Physicists Struggling to Observe Gravitational Waves Using Bose-Einstein Condensates
For years, the Bose-Einstein condensate has fascinated physicists as to what it could do for other branches of science. Researchers hoped they might one day be able to use the quantum properties of Bose-Einstein condensates to detect the gravitational waves of space.
However, new studies led to a disappointing conclusion: any chance of success for Bose-Einstein condensates to spot gravitational waves is "beyond reach of current methods."
Why study gravitational waves?
Gravitational waves give astronomers a host of information about our galaxy. They result from black holes or neutron stars in the depths of space. Astronomers currently use kilometer-long measurement facilities to track these instances of gravitational waves.
In 1916, Einstein theorized that moving masses like giant stars leave dents in space and time, which then spreads at the speed of light. Those "dents" became known as gravitational waves -- moving similarly to other waves like radio, light, electromagnetic.

*Data entries*

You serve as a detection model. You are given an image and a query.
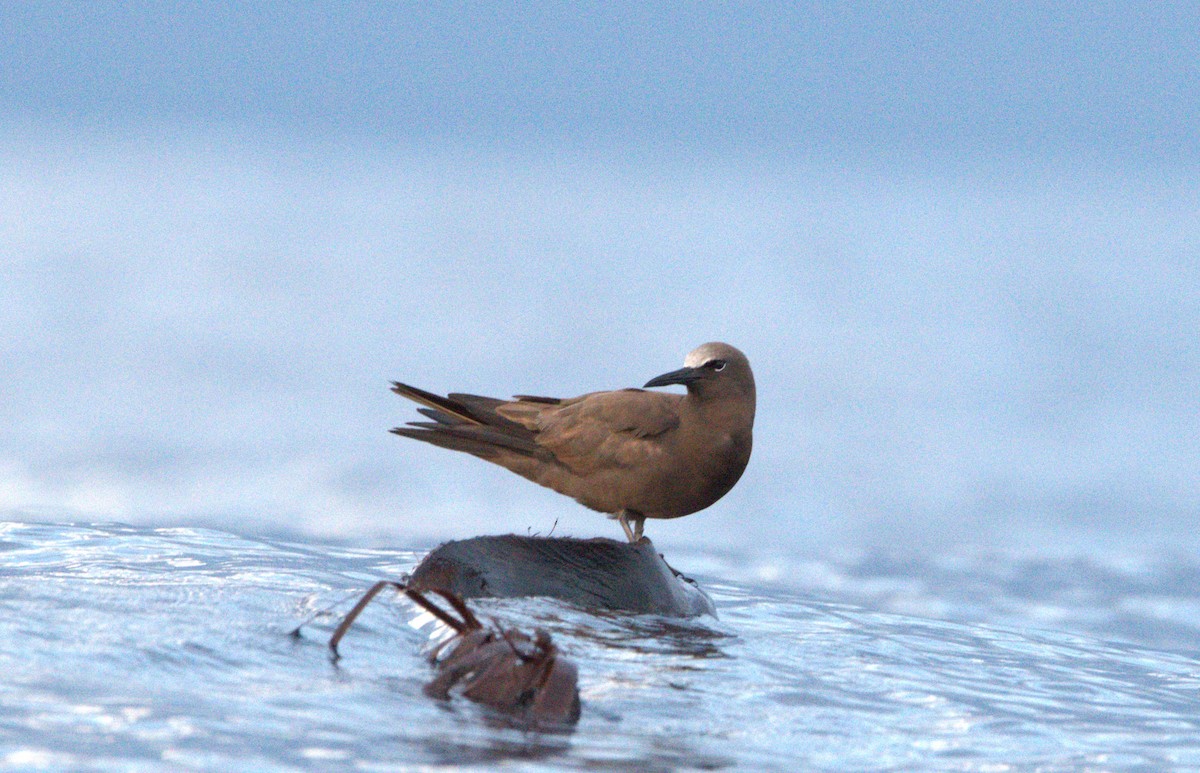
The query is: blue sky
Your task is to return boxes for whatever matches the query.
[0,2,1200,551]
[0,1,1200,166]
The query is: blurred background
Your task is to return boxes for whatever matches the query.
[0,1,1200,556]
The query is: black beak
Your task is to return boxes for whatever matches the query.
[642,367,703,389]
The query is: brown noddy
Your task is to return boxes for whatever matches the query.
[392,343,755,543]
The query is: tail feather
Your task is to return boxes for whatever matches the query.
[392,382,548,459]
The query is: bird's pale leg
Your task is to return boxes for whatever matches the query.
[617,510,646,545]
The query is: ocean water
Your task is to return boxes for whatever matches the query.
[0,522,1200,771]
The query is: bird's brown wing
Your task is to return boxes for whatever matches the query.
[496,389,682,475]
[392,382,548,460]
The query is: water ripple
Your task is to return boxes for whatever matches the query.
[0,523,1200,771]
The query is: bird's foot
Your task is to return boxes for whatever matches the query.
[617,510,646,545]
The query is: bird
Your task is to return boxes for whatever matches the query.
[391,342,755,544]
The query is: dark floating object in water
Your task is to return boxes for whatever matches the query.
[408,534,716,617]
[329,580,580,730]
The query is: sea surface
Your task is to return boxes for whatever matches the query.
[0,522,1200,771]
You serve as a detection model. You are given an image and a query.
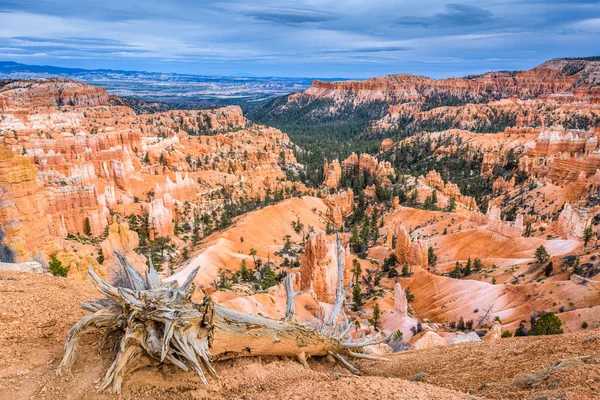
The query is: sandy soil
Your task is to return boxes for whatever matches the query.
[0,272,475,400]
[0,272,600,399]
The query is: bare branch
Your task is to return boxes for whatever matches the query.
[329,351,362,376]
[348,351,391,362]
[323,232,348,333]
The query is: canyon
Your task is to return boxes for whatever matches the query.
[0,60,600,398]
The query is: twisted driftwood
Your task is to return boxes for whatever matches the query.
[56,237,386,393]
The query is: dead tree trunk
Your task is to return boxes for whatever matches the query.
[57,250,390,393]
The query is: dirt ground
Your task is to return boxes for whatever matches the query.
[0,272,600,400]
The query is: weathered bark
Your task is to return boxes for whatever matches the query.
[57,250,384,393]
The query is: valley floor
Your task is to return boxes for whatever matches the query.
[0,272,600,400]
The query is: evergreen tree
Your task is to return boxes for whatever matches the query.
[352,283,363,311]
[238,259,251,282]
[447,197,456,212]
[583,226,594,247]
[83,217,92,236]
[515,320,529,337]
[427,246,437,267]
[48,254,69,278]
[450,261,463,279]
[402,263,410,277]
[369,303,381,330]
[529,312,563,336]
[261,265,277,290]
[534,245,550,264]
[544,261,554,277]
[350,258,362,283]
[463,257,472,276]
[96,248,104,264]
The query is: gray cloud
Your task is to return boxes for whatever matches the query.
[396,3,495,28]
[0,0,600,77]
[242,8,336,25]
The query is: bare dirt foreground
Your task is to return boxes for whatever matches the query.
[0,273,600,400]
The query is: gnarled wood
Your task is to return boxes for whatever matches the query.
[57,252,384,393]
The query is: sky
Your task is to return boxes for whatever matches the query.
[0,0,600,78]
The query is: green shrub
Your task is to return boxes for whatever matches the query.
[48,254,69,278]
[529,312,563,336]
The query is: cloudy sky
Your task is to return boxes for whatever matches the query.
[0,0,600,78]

...

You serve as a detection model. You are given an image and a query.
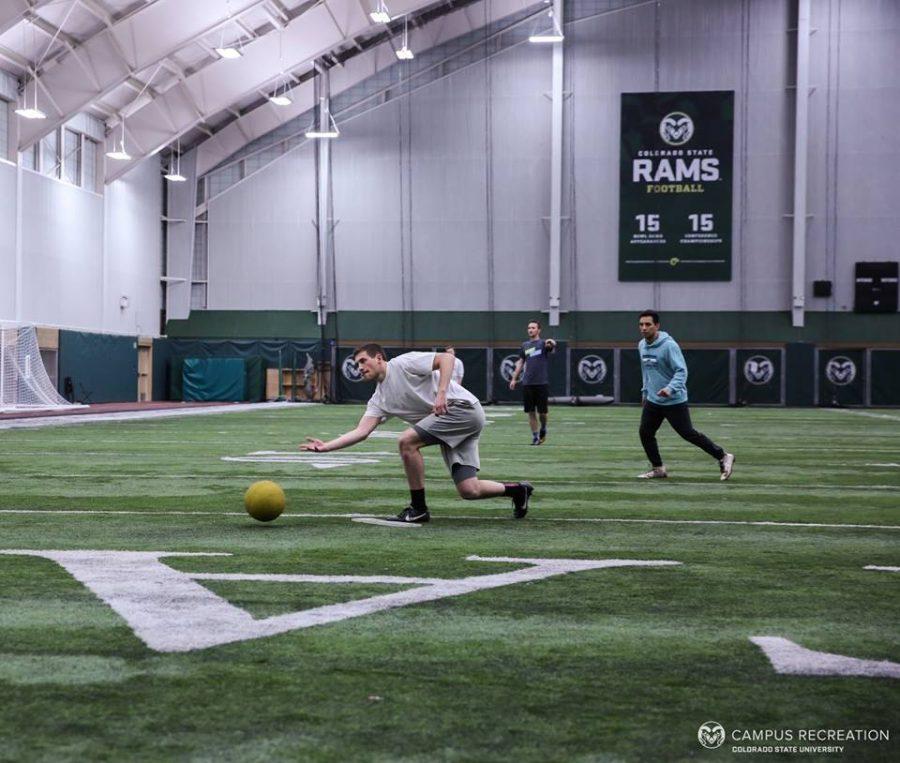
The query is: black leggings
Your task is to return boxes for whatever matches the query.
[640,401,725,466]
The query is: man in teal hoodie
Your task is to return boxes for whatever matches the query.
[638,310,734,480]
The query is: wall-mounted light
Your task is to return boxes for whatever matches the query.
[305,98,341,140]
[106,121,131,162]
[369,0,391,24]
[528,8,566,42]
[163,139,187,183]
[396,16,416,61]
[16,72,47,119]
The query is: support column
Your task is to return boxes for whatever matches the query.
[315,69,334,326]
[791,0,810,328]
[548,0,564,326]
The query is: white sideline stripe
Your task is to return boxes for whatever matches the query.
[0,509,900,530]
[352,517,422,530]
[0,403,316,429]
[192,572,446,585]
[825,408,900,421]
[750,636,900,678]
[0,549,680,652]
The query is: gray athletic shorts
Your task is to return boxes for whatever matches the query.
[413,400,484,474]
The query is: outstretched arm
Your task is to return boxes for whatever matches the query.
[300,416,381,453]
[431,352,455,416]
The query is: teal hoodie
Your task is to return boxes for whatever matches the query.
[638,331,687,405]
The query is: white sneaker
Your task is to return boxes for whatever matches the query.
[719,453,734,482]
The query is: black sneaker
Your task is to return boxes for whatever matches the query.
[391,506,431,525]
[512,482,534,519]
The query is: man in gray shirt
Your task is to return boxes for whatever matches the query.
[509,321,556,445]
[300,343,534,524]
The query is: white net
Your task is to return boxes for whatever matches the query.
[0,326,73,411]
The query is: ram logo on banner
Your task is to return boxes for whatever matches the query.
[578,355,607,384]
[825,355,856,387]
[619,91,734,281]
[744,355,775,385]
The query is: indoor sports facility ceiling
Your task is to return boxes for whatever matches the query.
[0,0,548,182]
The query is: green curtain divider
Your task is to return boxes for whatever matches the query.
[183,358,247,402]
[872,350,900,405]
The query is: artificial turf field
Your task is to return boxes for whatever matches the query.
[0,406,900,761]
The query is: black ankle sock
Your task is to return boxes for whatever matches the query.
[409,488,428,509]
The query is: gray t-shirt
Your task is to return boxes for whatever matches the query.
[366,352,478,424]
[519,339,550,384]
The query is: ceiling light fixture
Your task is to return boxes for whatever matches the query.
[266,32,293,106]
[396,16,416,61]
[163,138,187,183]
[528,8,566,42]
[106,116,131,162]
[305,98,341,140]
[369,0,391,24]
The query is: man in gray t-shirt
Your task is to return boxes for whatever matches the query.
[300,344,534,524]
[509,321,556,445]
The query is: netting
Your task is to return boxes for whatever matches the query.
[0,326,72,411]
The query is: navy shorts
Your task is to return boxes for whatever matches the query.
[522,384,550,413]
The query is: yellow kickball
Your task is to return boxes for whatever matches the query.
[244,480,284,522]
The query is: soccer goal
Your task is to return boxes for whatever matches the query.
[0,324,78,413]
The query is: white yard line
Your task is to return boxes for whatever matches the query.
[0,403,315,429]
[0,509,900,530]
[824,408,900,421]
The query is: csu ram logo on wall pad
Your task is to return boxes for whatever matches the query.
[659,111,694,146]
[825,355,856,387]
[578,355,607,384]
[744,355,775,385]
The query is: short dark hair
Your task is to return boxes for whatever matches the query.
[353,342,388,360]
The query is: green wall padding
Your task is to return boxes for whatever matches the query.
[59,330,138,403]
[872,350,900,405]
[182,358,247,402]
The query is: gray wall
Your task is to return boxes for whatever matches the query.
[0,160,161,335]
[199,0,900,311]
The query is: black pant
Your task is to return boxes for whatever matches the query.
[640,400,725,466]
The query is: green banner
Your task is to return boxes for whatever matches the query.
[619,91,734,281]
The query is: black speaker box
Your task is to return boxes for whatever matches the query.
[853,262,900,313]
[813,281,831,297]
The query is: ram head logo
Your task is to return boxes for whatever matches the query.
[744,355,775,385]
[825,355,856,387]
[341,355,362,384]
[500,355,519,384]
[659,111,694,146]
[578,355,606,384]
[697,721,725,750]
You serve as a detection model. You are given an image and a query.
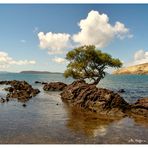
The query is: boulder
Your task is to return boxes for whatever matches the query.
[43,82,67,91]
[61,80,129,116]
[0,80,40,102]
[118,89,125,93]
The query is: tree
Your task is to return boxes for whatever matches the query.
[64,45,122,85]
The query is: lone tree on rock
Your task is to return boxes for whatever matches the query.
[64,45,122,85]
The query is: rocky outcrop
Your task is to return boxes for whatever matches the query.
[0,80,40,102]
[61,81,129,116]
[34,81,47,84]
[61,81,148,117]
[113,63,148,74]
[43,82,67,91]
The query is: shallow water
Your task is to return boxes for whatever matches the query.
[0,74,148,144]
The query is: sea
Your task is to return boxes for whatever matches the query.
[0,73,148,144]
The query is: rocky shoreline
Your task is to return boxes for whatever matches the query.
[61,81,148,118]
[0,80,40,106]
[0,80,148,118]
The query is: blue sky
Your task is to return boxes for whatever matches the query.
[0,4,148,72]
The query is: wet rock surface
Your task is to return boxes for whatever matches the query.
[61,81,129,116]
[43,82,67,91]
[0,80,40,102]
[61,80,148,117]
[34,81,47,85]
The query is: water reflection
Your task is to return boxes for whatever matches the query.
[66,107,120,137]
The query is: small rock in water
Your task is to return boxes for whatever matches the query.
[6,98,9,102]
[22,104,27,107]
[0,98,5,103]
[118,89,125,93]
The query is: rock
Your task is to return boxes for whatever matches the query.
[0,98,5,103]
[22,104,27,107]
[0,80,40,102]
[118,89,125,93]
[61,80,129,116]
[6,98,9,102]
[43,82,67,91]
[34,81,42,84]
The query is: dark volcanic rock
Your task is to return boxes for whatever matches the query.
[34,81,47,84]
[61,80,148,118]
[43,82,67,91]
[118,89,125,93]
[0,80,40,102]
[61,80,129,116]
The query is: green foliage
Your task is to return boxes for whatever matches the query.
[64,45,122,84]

--

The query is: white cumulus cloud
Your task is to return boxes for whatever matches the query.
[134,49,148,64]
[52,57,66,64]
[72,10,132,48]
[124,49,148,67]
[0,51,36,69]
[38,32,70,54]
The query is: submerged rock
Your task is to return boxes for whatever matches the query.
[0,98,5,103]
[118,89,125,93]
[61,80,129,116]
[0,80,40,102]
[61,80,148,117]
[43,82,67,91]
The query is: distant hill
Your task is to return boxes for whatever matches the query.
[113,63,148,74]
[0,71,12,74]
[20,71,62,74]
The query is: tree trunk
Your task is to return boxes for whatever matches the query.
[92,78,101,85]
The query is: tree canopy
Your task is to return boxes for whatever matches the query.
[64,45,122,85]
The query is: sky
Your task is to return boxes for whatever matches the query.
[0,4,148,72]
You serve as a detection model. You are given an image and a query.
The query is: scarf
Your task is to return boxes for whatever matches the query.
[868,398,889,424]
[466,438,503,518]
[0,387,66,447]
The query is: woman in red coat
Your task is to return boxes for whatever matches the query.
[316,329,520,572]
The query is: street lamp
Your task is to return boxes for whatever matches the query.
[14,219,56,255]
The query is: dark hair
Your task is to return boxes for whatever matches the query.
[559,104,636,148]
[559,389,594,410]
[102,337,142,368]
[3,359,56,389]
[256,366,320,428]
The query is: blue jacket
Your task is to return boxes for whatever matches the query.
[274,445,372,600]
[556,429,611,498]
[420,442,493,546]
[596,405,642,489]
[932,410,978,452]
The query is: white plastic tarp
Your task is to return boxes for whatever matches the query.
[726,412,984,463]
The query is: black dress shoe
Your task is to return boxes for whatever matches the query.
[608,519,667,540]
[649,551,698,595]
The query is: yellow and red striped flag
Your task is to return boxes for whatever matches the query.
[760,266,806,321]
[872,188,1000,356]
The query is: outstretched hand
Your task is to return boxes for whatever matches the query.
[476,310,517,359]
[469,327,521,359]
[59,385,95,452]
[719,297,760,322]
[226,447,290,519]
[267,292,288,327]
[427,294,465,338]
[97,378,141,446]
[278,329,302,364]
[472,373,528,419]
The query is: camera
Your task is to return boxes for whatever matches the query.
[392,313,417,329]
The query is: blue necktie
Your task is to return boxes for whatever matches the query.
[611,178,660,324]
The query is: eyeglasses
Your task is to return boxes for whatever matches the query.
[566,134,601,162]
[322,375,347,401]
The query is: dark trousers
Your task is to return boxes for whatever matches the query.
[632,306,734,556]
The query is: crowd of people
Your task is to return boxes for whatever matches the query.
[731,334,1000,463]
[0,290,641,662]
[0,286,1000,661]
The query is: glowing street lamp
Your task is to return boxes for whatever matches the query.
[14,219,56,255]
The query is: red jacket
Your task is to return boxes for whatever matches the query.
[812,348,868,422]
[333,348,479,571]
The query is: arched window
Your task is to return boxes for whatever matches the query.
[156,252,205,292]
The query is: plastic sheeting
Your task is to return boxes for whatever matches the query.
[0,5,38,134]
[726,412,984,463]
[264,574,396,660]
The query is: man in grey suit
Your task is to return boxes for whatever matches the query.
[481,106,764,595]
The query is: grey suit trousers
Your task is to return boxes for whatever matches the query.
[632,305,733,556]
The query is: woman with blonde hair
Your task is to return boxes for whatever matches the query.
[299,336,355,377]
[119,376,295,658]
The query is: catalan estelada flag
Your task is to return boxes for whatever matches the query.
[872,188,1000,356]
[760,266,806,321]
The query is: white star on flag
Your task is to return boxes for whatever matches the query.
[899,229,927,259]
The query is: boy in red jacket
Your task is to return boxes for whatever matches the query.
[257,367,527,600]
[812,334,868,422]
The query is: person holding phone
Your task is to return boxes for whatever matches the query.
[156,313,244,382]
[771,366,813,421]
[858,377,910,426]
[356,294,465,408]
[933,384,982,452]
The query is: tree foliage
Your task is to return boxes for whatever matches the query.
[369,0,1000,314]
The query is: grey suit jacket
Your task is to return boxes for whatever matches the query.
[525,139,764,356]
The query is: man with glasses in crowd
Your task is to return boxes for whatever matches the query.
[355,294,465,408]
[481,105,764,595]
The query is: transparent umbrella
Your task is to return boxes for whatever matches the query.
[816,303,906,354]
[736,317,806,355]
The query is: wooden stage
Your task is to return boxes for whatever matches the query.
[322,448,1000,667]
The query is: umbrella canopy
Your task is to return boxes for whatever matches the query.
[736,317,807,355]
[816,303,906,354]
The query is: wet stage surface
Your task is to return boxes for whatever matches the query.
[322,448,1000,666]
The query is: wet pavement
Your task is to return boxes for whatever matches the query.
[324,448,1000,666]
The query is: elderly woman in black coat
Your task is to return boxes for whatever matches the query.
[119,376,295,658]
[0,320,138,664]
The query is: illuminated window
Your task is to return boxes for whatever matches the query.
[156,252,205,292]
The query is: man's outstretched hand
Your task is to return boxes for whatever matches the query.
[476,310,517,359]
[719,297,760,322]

*Problem requirements*
Translate this sentence from the text on gravitational waves into Spanish: "Gravitational waves give astronomers a host of information about our galaxy." The records above have no connection to the text on gravitational waves.

*Response for this exercise*
Las ondas gravitacionales brindan a los astrónomos una gran cantidad de información sobre nuestra galaxia.